### THE TASK
Using the listing, copy each whole line that features "below".

### THE DATA
--

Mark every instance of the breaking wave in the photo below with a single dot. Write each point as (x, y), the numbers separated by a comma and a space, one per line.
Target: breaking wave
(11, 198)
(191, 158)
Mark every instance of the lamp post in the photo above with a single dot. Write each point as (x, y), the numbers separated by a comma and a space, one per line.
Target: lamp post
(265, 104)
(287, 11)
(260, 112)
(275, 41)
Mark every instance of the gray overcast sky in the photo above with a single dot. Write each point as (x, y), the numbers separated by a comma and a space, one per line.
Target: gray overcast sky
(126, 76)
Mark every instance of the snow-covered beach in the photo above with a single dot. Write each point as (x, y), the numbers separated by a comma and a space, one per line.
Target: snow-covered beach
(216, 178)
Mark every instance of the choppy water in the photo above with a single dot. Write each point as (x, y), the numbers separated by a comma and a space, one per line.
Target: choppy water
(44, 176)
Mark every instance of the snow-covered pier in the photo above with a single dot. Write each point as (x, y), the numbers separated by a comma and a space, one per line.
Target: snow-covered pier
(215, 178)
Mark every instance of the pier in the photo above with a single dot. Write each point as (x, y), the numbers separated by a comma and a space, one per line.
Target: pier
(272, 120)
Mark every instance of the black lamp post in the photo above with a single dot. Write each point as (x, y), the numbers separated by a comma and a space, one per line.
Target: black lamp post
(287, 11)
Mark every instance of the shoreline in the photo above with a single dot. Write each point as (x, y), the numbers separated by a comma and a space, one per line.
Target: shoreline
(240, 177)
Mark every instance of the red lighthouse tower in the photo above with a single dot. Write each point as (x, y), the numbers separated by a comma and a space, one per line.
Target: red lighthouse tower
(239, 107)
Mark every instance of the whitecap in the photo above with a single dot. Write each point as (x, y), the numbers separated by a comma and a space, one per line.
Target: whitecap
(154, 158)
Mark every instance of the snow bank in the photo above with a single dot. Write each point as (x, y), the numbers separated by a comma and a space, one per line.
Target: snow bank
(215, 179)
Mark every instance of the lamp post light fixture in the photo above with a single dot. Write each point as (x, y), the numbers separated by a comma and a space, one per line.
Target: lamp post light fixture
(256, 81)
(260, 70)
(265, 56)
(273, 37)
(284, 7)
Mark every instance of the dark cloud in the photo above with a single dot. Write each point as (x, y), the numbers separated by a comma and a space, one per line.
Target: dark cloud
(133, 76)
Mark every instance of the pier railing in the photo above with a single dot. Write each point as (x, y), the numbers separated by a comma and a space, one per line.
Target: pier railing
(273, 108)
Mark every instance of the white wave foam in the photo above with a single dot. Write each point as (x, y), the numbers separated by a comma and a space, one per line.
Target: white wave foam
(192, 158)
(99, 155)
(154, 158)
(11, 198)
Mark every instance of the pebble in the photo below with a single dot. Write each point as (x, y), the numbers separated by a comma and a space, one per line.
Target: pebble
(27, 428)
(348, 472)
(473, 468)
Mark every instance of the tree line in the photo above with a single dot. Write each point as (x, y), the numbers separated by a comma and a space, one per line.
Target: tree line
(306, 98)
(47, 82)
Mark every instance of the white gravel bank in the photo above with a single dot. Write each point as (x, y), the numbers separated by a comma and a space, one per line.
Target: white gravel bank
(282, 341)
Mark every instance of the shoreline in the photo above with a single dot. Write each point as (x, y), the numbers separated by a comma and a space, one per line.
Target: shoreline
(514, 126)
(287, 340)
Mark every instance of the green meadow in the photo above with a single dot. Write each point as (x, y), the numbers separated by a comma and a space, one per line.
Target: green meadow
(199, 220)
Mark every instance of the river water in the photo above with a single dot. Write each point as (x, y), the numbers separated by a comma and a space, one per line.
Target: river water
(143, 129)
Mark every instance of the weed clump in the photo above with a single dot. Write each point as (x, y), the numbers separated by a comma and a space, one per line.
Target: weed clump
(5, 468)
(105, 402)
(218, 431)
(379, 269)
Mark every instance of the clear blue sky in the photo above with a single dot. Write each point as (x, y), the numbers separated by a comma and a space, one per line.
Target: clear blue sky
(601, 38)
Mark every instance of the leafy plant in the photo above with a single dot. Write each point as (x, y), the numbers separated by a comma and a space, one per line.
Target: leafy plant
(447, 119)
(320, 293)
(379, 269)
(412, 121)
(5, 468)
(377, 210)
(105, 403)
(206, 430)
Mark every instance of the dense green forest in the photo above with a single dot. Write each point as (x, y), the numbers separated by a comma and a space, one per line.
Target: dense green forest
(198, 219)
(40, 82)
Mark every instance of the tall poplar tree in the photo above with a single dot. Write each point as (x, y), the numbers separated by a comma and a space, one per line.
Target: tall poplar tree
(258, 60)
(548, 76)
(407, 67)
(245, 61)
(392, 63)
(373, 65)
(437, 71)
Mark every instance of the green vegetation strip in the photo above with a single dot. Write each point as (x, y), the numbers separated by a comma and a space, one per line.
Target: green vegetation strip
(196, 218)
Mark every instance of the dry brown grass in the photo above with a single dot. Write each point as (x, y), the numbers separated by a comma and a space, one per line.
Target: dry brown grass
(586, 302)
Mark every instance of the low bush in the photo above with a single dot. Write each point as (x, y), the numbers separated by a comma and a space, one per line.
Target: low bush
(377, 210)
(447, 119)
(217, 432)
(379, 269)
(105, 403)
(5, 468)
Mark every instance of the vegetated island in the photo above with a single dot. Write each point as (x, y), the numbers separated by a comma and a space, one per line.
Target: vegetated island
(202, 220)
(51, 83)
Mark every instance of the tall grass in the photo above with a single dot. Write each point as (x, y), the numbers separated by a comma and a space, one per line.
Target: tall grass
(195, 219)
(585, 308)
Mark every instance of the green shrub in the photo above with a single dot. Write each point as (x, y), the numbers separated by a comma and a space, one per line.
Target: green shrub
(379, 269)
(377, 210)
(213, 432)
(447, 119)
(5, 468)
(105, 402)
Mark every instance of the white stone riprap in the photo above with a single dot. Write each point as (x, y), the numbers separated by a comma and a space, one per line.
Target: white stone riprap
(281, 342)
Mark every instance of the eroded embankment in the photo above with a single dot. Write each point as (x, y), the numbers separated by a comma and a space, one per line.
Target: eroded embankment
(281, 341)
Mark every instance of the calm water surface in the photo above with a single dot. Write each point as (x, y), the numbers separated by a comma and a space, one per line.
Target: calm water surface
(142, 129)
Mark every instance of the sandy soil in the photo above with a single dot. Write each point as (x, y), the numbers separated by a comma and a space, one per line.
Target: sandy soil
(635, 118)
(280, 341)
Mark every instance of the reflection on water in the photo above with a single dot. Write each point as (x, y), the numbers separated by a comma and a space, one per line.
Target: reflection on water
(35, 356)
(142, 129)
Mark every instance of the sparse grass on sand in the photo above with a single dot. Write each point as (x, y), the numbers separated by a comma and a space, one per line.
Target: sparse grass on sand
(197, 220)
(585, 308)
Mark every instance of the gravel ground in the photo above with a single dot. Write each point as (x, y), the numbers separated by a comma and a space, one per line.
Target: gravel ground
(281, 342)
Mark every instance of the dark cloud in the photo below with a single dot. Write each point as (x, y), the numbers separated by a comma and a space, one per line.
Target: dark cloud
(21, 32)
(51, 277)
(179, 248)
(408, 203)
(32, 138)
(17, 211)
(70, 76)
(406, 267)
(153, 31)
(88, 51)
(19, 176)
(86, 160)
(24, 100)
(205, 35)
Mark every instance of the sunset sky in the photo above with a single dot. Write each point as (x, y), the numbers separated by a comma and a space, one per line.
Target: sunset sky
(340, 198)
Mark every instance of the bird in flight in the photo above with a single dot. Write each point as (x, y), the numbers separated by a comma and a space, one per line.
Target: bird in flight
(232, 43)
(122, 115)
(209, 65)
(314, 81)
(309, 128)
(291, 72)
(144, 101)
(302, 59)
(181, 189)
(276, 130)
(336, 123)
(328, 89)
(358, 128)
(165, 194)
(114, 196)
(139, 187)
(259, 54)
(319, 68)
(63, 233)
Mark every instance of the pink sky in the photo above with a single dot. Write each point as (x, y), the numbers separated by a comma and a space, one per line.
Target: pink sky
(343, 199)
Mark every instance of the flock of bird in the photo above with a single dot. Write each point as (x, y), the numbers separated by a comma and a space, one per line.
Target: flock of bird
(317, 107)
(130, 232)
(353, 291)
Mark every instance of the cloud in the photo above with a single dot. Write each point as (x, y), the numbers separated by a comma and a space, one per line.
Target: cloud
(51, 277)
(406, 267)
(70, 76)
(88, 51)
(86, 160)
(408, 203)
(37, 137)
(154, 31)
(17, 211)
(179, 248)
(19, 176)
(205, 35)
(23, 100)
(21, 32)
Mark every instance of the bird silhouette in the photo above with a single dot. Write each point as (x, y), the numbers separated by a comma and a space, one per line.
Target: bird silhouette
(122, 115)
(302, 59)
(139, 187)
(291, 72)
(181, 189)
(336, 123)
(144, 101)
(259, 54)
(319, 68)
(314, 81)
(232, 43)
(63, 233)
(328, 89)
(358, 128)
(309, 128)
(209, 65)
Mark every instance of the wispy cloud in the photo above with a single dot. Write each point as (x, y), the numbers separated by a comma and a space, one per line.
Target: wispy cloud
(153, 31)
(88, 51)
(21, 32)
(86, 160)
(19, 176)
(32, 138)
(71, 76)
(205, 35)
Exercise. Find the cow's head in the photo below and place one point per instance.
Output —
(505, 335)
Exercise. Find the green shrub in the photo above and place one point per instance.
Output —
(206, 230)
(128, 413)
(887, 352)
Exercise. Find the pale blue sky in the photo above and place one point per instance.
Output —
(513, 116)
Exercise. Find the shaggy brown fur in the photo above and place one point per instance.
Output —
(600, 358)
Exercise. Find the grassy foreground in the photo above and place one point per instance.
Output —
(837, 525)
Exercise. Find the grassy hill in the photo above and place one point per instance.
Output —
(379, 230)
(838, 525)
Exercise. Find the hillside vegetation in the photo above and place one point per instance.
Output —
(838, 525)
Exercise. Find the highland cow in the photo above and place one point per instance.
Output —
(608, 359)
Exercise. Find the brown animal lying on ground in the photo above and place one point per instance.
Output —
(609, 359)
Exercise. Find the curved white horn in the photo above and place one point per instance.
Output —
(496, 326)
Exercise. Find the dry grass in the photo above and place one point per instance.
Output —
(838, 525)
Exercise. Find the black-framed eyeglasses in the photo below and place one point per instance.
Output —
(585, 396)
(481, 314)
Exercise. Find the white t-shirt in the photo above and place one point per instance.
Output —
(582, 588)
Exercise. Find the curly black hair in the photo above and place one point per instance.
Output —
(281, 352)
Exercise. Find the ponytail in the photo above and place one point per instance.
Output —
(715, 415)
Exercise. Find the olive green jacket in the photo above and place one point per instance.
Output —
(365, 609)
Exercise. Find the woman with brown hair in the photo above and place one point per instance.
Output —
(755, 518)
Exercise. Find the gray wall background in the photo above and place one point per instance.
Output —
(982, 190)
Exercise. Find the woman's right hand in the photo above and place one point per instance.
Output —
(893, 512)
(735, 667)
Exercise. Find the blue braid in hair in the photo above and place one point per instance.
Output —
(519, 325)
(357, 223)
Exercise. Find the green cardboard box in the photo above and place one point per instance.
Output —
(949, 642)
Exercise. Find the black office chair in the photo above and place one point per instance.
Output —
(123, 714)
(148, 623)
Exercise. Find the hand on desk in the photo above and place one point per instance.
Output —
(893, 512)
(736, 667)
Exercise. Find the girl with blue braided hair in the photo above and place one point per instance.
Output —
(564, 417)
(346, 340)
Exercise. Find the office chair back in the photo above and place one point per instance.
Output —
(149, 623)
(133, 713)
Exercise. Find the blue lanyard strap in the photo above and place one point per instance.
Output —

--

### RESULT OF THE EXERCISE
Mark every instance of the breaking wave in the photo below with a single dot. Write each point as (x, y), the numbers separated by a comma and a space, one per line.
Mark every instance of the pebble in the photo below with a single dot. Write each point as (x, y), the numbers separated by a comma and a space, one per line.
Mark every instance of the dark cloud in the photo below with a single dot. Write each point as (x, y), the numbers separated by a comma and a space, one per line.
Exercise. Find the cow's head in the photo below and place one point per instance.
Exercise. Find the black-framed eyeglasses in the photo below and place one point per instance.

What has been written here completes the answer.